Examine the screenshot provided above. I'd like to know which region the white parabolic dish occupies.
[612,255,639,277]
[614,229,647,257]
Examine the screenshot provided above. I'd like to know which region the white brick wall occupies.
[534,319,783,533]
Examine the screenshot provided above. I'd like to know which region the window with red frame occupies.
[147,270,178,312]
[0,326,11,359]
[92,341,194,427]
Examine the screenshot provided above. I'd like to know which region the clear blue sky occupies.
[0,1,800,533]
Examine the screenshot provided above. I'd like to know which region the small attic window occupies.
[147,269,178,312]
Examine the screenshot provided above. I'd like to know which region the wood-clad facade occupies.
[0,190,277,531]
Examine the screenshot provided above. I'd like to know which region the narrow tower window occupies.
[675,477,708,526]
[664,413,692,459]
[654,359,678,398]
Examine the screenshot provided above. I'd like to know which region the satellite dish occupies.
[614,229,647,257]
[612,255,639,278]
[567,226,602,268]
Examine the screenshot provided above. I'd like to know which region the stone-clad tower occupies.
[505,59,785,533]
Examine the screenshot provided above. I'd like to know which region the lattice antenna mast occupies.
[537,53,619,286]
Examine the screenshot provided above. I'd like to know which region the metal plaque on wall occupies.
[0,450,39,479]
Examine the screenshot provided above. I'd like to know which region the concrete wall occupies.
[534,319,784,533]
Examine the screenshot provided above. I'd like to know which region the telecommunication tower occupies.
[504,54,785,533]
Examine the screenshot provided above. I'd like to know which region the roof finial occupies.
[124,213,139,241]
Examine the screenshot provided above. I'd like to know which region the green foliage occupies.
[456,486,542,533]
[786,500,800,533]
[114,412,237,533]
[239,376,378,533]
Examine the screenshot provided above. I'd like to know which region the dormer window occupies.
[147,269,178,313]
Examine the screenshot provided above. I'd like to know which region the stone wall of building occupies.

**Short task**
Rewrite the records from the start through the line that contains "[534,319,783,533]", keeping the requests unchanged and offsetting every bounding-box coordinate in the answers by 3.

**Correct result**
Examine the screenshot provided above. I'd like to know which region the white parabolic dish occupies.
[615,258,642,280]
[617,232,650,260]
Examine the screenshot provided above. I'd like to know which region the white brick wall occupies.
[537,322,786,536]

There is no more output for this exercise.